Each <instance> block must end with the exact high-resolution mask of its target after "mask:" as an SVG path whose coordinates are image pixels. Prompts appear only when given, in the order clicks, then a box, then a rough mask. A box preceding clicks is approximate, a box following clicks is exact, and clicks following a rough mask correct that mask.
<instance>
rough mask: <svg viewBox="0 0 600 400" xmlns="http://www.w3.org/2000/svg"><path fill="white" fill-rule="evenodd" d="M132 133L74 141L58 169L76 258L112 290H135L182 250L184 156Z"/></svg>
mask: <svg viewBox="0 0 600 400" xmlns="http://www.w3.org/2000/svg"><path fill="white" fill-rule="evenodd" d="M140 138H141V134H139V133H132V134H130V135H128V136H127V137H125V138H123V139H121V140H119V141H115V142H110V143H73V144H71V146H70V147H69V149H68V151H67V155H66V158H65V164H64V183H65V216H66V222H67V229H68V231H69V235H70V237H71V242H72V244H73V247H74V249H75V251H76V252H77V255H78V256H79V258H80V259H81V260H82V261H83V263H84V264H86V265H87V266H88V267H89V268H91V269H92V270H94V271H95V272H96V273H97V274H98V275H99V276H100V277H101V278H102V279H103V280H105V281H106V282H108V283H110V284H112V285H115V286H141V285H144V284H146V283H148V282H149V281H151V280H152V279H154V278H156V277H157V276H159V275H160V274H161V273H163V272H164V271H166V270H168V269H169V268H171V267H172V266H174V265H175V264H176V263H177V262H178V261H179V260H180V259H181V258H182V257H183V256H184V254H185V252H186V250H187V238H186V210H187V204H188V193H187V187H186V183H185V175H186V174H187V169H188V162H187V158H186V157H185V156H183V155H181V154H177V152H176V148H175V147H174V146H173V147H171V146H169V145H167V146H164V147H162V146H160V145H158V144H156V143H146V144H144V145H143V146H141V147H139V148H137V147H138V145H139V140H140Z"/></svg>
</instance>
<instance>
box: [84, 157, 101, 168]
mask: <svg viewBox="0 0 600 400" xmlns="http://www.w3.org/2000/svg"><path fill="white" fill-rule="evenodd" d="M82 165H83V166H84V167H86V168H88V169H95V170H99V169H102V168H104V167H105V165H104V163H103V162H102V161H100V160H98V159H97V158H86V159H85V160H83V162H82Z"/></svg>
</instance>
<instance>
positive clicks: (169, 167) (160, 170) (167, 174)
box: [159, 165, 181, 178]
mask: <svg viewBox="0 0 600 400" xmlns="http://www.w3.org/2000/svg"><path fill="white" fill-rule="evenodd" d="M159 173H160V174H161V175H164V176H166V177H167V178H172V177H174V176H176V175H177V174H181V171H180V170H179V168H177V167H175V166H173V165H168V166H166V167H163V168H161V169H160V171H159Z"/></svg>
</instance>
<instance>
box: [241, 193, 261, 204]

—————

## [YOUR OBJECTIVE]
Can you express every line of the records above as a JSON list of strings, one string per line, with blank lines left out?

## [RESULT FOR THIS TASK]
[
  "Each <instance> block must end with the exact high-resolution mask of its target after \"mask:\" as an SVG path whose coordinates are image pixels. Prompts appear only when given, in the order clicks, then a box, then a rough mask. A box preceding clicks is approximate, a box following clicks is exact, and clicks following a rough mask correct that mask.",
  "<instance>",
  "rough mask: <svg viewBox=\"0 0 600 400\" xmlns=\"http://www.w3.org/2000/svg\"><path fill=\"white\" fill-rule=\"evenodd\" d=\"M132 133L74 141L58 169L76 258L112 290H135L182 250L184 156Z\"/></svg>",
  "mask: <svg viewBox=\"0 0 600 400\" xmlns=\"http://www.w3.org/2000/svg\"><path fill=\"white\" fill-rule=\"evenodd\" d=\"M140 138H141V134H139V133H132V134H130V135H128V136H127V137H125V138H123V139H121V140H119V141H115V142H110V143H73V144H71V146H70V147H69V149H68V151H67V155H66V158H65V164H64V183H65V216H66V222H67V229H68V231H69V235H70V237H71V242H72V244H73V247H74V249H75V251H76V252H77V255H78V256H79V258H80V259H81V260H82V261H83V263H84V264H86V265H87V266H88V267H89V268H91V269H92V270H94V271H95V272H96V273H97V274H98V275H99V276H100V277H101V278H102V279H103V280H105V281H106V282H108V283H110V284H112V285H115V286H141V285H144V284H146V283H148V282H149V281H151V280H152V279H154V278H156V277H157V276H159V275H160V274H161V273H163V272H164V271H166V270H168V269H169V268H171V267H172V266H174V265H175V264H176V263H177V262H178V261H179V260H180V259H181V258H182V257H183V256H184V254H185V252H186V250H187V238H186V210H187V204H188V193H187V187H186V183H185V175H186V174H187V169H188V162H187V158H186V157H185V156H183V155H181V154H177V152H176V148H175V147H174V146H173V147H171V146H169V145H167V146H164V147H162V146H160V145H158V144H156V143H146V144H144V145H143V146H141V147H139V148H137V147H138V145H139V140H140Z\"/></svg>",
  "</instance>",
  "<instance>",
  "box: [84, 157, 101, 168]",
  "mask: <svg viewBox=\"0 0 600 400\" xmlns=\"http://www.w3.org/2000/svg\"><path fill=\"white\" fill-rule=\"evenodd\" d=\"M82 165H83V166H84V167H86V168H88V169H95V170H99V169H102V168H104V167H105V165H104V163H103V162H102V161H100V160H98V159H97V158H86V159H85V160H83V162H82Z\"/></svg>",
  "</instance>",
  "<instance>",
  "positive clicks: (169, 167) (160, 170) (167, 174)",
  "box: [159, 165, 181, 178]",
  "mask: <svg viewBox=\"0 0 600 400\" xmlns=\"http://www.w3.org/2000/svg\"><path fill=\"white\" fill-rule=\"evenodd\" d=\"M159 173H160V174H161V175H164V176H166V177H167V178H172V177H174V176H176V175H177V174H181V171H180V170H179V168H177V167H175V166H173V165H168V166H166V167H163V168H161V169H160V171H159Z\"/></svg>",
  "</instance>",
  "<instance>",
  "box: [241, 193, 261, 204]"
]